#### [Source extract]
◇ ◇ ◇

We all know that our diet, sleep schedule and daily routine affect our health—but did you know that a stressful presidential election can also have an impact?
Even though months have passed since Trump was sworn into office, tension is still running high across the country. We've rarely been so culturally divided in a president's first 100 days. People of several different marginalized backgrounds have been targeted, creating constant fear. It's only logical that our health would be affected by such a toxic environment. The Boston Globe reports that last November's presidential election caused a lot of anxiety on both sides of the political aisle, leaving some distraught and some simply uncertain.

◇ ◇ ◇

#### [Record set]
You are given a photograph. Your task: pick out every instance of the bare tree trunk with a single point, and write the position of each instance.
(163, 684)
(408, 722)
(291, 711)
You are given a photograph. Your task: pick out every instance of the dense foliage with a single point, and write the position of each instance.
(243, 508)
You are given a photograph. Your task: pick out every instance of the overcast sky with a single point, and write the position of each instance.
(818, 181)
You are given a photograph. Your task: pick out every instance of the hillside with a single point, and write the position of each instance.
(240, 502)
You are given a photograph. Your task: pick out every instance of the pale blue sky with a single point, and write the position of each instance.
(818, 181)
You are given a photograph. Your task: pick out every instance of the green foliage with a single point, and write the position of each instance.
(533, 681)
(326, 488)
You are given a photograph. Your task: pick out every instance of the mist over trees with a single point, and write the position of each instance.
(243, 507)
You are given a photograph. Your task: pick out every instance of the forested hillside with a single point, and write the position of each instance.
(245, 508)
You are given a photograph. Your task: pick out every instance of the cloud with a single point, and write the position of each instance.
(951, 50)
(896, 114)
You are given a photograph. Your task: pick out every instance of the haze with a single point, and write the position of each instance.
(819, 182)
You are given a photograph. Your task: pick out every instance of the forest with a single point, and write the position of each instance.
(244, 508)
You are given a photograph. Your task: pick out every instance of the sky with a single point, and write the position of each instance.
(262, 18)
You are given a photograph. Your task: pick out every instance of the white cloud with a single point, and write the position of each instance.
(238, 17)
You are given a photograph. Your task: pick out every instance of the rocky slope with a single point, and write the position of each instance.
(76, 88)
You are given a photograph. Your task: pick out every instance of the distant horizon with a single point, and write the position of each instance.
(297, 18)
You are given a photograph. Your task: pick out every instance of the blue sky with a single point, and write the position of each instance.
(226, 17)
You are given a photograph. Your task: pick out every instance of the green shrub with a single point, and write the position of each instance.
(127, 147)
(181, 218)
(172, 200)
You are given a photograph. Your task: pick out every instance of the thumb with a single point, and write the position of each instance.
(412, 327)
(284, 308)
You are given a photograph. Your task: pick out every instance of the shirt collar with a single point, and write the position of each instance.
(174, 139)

◇ ◇ ◇

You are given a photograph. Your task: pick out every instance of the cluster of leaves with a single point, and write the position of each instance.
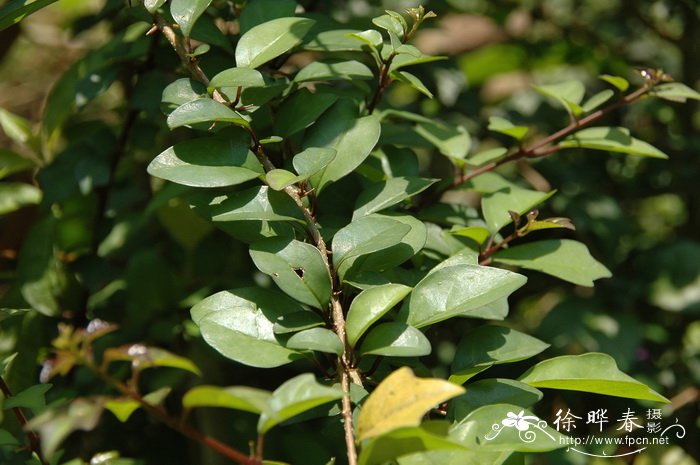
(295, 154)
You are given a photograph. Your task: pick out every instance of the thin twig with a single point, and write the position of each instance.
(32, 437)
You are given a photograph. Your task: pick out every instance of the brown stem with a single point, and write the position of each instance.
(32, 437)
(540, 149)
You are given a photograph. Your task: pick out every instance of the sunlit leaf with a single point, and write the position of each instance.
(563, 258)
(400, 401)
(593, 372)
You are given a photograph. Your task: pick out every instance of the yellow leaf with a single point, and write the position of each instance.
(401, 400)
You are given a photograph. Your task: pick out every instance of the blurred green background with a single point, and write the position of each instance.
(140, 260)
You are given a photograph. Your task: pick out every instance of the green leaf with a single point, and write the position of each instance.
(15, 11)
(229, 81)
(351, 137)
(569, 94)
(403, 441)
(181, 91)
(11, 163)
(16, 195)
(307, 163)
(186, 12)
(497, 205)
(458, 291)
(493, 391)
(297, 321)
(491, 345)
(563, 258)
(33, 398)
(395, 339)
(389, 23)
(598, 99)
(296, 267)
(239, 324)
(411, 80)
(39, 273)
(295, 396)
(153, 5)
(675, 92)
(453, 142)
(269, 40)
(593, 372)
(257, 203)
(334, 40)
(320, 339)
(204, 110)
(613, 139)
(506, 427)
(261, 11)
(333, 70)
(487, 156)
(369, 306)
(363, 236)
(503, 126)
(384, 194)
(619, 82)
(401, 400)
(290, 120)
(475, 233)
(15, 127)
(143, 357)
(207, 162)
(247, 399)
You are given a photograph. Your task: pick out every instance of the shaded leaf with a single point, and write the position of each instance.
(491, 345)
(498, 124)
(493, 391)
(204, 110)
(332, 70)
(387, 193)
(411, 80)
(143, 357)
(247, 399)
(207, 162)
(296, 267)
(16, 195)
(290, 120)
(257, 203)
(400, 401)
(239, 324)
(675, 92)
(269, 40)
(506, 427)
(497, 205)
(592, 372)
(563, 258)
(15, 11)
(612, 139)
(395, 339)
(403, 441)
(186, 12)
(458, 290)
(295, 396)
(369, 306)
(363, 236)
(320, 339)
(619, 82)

◇ ◇ ◇

#### [Exercise requirements]
1/ Reproduce the text of the passage on election stress and health word for word, starting at "We all know" and ending at "some simply uncertain.".
2/ Carry on the passage about the presidential election's impact on health, picking up after its final sentence.

#### [Answers to the exercise]
1/
We all know that our diet, sleep schedule and daily routine affect our health—but did you know that a stressful presidential election can also have an impact?
Even though months have passed since Trump was sworn into office, tension is still running high across the country. We've rarely been so culturally divided in a president's first 100 days. People of several different marginalized backgrounds have been targeted, creating constant fear. It's only logical that our health would be affected by such a toxic environment. The Boston Globe reports that last November's presidential election caused a lot of anxiety on both sides of the political aisle, leaving some distraught and some simply uncertain.

2/
Situations like the election “can have negative health effects on people who have been direct targets of what they perceive as hostility or discrimination and on individuals and communities who feel vulnerable because they belong to a stigmatized, marginalized, or targeted group,” Harvard University scholar David R. Williams told New York Magazine. People belonging to these targeted groups are on edge every day, waiting how any new political decisions will affect their lives. According to New York Magazine, this stressful way of living can cause “increased risk of heart disease, high blood pressure, the common cold” and even death. Potential huge changes to immigration policy, health care and transgender rights are just a few of the distress triggers.
With a new president in office who seems to cause chaos and confusion at every turn, it's important for all of us to create our own communities of hope and acceptance.